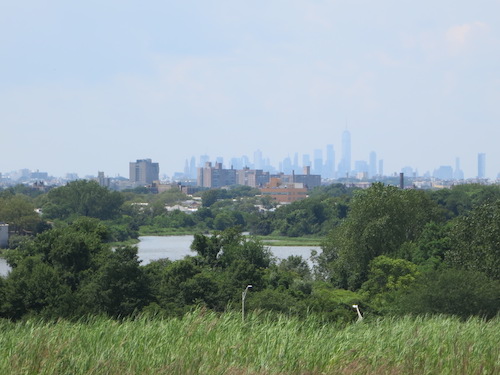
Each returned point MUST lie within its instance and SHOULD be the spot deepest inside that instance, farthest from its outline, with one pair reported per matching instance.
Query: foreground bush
(207, 343)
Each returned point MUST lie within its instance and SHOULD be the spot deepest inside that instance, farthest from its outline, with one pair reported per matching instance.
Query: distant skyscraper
(381, 167)
(295, 165)
(203, 160)
(257, 160)
(318, 161)
(481, 165)
(329, 170)
(144, 172)
(373, 165)
(458, 174)
(345, 162)
(306, 160)
(287, 165)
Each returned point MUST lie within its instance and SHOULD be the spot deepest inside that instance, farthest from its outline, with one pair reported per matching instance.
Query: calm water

════

_DIRECTIONS_:
Rename "distant skyscraper" to "far-off tower" in the lines above and write them out again with nothing else changed. Omit the pictures.

_RESULT_:
Each returned point MUST lie within its instance and SHOULD be the spot deepest inside that instance, farthest from its outline, with one pair reported per matching instance.
Query: foreground bush
(207, 343)
Each returned point MUST lie within its instance and SHOULD be the spot deepest inside that instance, farthest from its outline, with one pair reported per matching instance.
Query: far-off tower
(381, 167)
(295, 165)
(203, 160)
(257, 160)
(318, 161)
(481, 165)
(329, 170)
(144, 172)
(373, 165)
(458, 174)
(345, 162)
(306, 160)
(287, 165)
Each returned point MUST lie within its instance and SHOULD be the spot deepest inside that instance, farthest from its outline, with one pair reported per matching instance.
Query: calm water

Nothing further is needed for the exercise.